* EXERCISE *
Rewrite the entries that begin at the line containing "Put a dot on the small" and stop after the line containing "<point>365,49</point>", keeping the requests, and decrease every coordinate in the answers by 121 while leaving the requests and their format samples unchanged.

--- Begin RECORDED DATA ---

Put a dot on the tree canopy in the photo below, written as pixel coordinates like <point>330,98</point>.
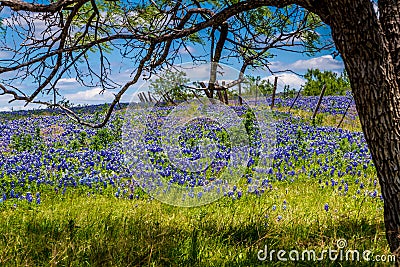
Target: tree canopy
<point>50,41</point>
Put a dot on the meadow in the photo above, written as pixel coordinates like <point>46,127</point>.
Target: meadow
<point>67,197</point>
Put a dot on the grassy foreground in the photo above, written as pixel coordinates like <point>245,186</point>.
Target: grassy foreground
<point>79,230</point>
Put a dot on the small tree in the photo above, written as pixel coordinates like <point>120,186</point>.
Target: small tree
<point>171,87</point>
<point>335,85</point>
<point>265,87</point>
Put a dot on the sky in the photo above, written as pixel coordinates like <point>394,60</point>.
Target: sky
<point>296,62</point>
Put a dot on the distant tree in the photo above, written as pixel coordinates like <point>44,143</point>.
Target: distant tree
<point>288,92</point>
<point>170,86</point>
<point>335,85</point>
<point>265,87</point>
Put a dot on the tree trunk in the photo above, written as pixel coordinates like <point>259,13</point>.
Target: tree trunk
<point>365,49</point>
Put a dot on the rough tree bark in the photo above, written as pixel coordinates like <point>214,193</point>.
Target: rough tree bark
<point>370,49</point>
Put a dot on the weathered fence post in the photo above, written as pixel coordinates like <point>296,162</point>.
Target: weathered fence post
<point>297,96</point>
<point>344,115</point>
<point>319,101</point>
<point>274,92</point>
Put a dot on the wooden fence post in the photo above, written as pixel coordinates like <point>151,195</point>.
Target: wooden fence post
<point>344,115</point>
<point>319,101</point>
<point>274,92</point>
<point>297,96</point>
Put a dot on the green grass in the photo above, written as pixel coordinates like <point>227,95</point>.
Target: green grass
<point>97,230</point>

--- End RECORDED DATA ---

* THE SOLUTION *
Put a dot on the small tree in the photo above, written as pixel coordinates like <point>120,186</point>.
Target: small tree
<point>50,-34</point>
<point>214,-36</point>
<point>144,-34</point>
Put a dot on the sky in the photo above, written as pixel coordinates like <point>394,60</point>.
Target: sky
<point>175,-59</point>
Put a dot on the distant tree in the photo above, written as pixel coordinates like <point>44,143</point>.
Target: distant tree
<point>167,-29</point>
<point>49,-35</point>
<point>214,-36</point>
<point>144,-34</point>
Put a dot on the tree trunk in the photo above, written as pixel coordinates like <point>259,13</point>.
Target: tree trunk
<point>244,-72</point>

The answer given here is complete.